[Records provided — start]

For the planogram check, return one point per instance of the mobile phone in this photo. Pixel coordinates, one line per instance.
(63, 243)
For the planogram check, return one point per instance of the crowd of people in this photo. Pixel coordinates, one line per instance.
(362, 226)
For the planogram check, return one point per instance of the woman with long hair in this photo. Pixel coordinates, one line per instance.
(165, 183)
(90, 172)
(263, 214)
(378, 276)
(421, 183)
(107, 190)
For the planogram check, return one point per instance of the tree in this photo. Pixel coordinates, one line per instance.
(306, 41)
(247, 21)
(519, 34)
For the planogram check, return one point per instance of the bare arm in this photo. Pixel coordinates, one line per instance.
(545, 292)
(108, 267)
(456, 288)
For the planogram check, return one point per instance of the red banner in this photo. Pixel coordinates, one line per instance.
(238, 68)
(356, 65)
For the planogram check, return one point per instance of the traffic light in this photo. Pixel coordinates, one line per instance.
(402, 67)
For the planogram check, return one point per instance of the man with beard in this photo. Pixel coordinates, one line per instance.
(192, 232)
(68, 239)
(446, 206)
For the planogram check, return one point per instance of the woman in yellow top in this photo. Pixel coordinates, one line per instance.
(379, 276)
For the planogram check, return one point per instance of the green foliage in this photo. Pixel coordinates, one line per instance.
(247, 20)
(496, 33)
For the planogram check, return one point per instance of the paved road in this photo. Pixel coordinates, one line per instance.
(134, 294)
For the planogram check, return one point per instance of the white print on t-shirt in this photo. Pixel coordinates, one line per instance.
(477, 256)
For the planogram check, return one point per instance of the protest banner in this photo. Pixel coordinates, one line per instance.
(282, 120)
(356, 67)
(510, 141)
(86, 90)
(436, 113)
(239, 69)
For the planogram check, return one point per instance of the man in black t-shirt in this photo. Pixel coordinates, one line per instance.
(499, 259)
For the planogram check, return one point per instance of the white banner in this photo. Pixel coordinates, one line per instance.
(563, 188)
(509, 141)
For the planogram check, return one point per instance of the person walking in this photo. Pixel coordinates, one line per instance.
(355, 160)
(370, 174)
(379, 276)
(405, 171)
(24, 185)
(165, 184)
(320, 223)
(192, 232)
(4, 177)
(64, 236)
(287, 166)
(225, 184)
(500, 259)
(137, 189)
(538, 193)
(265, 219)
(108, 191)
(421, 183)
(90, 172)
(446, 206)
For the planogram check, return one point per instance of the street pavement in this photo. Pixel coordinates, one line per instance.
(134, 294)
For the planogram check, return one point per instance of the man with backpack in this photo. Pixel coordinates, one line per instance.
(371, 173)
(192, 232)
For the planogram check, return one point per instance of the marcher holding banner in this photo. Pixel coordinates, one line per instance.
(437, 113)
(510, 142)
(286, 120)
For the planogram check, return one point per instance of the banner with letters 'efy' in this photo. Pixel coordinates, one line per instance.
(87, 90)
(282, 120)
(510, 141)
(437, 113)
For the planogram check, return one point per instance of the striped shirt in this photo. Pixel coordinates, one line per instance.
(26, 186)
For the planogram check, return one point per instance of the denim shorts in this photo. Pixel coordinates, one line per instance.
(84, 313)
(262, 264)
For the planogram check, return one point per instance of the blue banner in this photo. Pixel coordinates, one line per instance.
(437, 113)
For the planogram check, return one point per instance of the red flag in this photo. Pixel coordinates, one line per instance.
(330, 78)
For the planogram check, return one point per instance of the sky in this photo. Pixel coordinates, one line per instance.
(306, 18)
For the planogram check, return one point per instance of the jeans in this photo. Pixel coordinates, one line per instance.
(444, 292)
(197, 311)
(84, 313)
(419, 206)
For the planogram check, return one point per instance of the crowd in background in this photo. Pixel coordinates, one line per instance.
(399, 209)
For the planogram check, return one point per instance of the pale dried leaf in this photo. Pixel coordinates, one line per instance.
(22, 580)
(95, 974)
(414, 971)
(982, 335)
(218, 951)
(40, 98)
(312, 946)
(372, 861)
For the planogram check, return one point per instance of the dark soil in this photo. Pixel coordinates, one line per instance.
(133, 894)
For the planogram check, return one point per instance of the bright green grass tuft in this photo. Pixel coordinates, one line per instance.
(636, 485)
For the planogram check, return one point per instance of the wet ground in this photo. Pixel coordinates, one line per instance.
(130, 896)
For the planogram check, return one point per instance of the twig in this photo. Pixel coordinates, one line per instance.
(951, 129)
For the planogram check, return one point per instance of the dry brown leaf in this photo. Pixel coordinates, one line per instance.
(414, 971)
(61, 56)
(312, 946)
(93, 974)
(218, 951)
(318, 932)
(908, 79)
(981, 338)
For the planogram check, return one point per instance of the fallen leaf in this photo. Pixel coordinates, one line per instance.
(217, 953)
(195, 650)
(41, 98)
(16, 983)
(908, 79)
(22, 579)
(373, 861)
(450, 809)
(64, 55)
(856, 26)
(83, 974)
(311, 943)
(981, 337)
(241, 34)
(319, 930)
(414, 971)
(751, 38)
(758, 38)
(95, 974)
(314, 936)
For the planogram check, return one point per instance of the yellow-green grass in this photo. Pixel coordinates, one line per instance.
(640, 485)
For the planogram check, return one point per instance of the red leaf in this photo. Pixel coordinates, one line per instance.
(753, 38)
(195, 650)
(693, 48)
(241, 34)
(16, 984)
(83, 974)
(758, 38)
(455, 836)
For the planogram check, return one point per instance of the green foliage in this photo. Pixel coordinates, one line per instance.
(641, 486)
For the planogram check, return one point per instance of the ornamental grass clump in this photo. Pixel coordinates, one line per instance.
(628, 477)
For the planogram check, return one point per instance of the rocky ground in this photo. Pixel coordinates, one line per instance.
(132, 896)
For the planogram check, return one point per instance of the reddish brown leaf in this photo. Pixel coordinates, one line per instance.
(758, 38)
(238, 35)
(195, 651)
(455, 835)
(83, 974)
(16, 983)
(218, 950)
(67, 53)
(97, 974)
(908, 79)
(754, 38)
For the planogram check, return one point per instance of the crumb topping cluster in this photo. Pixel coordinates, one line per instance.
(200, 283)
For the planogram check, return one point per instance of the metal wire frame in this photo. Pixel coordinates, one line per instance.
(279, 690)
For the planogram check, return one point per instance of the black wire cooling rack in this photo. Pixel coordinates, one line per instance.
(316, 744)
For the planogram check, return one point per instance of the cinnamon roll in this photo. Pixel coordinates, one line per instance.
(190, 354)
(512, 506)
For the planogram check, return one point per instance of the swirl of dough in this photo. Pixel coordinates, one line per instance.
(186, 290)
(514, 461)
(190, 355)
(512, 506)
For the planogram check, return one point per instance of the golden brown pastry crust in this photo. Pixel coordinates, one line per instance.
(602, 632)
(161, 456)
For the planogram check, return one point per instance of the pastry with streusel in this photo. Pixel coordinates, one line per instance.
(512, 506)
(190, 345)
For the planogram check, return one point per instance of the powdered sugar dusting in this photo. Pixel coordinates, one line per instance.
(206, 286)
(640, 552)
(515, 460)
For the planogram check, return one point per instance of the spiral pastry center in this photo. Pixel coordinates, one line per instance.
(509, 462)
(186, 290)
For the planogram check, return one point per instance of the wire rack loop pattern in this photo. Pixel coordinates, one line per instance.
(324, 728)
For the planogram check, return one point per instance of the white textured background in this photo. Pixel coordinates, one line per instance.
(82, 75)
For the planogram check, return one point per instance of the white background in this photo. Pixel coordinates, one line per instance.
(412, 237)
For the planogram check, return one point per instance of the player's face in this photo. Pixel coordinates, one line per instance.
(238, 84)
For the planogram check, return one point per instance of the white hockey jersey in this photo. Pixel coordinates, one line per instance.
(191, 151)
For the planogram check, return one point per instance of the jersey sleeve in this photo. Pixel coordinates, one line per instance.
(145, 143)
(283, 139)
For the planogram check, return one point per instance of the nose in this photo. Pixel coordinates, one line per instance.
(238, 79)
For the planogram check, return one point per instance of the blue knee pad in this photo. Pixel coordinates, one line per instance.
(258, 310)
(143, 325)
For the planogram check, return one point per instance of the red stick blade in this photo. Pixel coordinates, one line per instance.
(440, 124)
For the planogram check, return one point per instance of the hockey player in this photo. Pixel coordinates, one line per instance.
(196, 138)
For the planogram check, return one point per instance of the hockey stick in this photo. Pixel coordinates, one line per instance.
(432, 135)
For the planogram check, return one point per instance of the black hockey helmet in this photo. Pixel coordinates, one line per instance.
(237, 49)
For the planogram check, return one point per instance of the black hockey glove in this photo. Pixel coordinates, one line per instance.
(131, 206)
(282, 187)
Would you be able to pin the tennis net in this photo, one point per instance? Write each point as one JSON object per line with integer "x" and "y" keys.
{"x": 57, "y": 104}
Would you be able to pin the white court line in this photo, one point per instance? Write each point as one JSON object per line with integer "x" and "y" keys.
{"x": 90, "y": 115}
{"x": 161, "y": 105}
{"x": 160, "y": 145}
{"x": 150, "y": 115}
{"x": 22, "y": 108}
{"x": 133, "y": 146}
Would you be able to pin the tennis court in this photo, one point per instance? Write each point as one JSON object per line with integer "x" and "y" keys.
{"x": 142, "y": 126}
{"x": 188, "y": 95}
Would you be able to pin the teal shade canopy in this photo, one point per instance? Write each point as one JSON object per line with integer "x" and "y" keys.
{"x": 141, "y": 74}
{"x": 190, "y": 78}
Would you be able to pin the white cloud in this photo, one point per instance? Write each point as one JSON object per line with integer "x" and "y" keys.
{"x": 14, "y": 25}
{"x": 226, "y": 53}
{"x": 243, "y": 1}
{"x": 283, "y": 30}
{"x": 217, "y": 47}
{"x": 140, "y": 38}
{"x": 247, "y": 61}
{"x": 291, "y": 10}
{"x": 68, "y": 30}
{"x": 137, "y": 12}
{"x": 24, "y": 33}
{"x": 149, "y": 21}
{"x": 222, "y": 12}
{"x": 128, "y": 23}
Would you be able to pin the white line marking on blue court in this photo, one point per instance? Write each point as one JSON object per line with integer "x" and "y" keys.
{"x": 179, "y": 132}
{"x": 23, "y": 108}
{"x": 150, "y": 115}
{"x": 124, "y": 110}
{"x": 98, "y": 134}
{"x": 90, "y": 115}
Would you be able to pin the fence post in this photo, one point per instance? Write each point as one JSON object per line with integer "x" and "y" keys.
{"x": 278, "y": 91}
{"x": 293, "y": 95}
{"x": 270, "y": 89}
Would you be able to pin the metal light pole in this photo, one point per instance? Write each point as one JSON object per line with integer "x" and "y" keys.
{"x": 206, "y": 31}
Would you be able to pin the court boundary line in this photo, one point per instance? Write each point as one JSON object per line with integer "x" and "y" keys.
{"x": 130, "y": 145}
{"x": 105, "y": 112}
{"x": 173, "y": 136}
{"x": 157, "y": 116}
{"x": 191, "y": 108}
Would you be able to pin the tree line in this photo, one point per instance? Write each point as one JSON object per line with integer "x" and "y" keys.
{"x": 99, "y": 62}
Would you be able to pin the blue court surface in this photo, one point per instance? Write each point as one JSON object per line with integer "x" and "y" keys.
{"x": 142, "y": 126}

[Records provided — finish]

*Try it*
The required output is the exact run of lines from the one with "Would you be able to pin the blue" through the final line of the entries.

*Response below*
Would you be able to pin the blue court surface in this photo, one point per instance? Write each point as one JSON object per line with integer "x" and "y" keys.
{"x": 142, "y": 126}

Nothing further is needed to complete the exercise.